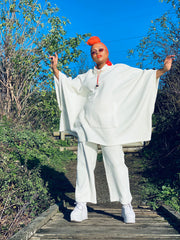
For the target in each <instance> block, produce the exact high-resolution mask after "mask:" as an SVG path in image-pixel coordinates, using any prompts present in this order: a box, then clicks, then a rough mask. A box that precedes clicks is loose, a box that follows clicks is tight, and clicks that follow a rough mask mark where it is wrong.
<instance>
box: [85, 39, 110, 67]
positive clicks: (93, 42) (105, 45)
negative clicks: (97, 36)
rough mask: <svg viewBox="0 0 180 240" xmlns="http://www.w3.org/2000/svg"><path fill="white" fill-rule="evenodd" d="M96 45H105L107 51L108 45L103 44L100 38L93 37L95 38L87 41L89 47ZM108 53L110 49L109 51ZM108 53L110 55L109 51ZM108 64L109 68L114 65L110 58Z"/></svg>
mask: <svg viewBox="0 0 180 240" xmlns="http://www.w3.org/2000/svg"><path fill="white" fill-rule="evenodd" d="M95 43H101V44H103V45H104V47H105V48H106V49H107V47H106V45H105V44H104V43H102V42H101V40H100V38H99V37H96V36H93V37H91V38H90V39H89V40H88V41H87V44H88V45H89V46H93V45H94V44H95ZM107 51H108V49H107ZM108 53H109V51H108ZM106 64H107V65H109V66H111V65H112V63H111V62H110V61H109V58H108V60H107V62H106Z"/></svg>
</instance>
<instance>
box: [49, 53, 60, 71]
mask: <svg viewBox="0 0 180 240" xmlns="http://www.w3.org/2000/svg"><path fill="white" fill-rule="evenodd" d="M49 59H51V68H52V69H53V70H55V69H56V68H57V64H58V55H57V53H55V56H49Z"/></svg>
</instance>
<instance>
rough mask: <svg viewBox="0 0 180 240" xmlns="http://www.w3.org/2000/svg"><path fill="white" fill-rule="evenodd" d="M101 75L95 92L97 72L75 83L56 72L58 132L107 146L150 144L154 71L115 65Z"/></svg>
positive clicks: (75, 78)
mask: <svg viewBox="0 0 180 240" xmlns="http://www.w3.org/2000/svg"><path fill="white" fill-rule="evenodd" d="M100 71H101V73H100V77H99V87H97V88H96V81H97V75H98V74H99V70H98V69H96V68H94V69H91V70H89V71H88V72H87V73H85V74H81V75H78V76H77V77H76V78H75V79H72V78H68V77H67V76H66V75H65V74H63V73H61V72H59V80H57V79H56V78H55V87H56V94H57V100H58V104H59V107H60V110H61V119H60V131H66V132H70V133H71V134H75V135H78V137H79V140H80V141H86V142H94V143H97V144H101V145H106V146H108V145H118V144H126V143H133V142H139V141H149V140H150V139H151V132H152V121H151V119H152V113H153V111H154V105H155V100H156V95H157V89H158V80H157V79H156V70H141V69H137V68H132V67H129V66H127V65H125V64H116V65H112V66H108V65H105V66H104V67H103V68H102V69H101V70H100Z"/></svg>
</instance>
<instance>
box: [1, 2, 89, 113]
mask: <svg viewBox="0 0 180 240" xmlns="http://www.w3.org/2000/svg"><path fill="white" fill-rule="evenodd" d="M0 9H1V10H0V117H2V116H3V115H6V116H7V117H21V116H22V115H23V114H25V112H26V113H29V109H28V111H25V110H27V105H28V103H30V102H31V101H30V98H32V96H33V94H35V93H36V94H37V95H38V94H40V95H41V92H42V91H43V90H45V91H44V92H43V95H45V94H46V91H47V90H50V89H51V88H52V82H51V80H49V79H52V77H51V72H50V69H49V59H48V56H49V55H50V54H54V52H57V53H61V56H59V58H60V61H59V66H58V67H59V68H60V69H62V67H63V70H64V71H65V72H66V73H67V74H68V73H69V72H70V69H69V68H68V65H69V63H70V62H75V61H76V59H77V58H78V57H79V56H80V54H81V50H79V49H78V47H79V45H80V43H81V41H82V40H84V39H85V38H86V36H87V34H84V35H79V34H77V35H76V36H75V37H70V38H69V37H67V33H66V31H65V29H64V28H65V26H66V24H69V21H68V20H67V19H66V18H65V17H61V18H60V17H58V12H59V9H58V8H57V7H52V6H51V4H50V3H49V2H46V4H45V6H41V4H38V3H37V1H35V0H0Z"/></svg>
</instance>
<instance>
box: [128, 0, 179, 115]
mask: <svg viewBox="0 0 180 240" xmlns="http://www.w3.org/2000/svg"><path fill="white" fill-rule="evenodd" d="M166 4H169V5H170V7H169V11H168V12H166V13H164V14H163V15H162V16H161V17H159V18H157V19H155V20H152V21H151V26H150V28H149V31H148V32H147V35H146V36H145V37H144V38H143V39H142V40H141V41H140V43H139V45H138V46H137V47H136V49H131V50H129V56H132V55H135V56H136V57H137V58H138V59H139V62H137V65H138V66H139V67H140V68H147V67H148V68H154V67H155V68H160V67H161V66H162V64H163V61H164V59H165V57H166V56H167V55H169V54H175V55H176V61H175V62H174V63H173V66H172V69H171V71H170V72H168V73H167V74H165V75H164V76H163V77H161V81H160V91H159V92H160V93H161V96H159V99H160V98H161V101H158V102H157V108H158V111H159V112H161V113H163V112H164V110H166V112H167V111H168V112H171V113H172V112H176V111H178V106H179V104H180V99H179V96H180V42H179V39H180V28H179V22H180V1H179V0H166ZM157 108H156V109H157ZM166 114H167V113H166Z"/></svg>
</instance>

§ WORK REQUIRED:
Show every line of the rows above that contains the string "clicks". Matching is case-sensitive.

§ RESPONSE TO THIS TASK:
For the target in each <instance> block, produce the exact high-resolution mask after "mask:" as an SVG path in image-pixel coordinates, using any prompts present in this order: a box, then clicks, then a rough mask. A box that precedes clicks is loose, a box that follows clicks is tight, and clicks that follow a rough mask mark where it is wrong.
positive clicks: (93, 42) (105, 45)
negative clicks: (97, 36)
positive clicks: (75, 78)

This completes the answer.